** Supplied material **
--------------------------------------------------

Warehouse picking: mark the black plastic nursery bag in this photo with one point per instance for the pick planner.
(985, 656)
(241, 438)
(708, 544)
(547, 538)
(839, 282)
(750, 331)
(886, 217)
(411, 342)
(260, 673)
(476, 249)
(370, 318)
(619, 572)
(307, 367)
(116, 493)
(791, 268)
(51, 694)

--------------------------------------------------

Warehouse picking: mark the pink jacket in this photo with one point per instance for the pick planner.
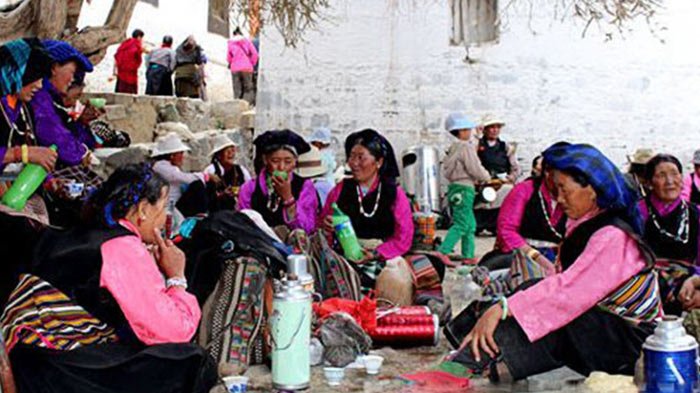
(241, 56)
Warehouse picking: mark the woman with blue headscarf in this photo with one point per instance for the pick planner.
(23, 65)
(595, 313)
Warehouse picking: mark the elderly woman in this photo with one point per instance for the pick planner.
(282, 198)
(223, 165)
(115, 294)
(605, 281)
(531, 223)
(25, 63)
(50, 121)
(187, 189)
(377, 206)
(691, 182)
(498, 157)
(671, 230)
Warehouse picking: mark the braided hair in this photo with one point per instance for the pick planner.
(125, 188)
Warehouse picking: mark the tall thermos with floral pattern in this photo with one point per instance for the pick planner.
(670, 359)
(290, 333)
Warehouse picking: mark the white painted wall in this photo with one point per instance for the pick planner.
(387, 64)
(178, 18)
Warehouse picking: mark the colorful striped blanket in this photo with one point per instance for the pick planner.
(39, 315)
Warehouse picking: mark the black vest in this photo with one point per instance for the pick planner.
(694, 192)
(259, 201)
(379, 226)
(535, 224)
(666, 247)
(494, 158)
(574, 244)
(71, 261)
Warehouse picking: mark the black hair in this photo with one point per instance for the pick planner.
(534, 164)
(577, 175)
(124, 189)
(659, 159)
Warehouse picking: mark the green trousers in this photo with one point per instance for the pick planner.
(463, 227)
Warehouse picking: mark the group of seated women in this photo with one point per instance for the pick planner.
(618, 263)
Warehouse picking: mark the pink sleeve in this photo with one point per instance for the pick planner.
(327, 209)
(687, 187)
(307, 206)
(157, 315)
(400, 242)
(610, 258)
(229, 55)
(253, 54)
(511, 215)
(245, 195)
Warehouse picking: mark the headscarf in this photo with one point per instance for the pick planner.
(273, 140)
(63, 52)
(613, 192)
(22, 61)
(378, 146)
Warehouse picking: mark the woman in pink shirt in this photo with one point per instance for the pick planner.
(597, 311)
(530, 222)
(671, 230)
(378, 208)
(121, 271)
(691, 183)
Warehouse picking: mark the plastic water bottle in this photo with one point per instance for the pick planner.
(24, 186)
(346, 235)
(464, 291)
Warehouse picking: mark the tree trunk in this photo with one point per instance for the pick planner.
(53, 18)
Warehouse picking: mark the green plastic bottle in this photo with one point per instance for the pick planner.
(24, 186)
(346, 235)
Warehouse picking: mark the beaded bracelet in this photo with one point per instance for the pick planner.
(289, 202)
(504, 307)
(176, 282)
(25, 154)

--------------------------------------------------

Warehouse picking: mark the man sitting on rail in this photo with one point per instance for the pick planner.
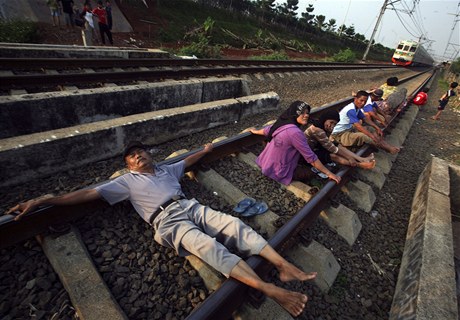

--------------------------------------------------

** The problem **
Show every line of the listing above that contains the word "plastic".

** Exercise solution **
Warehouse picking: mark the black plastic nursery bag in this photo with one point per instance for the pick planner.
Warehouse picking: mark the plastic water bottle in this photo with one point per instance for the pick planner.
Warehouse picking: mark the green plastic bottle in this photo with one point per instance for the pick planner.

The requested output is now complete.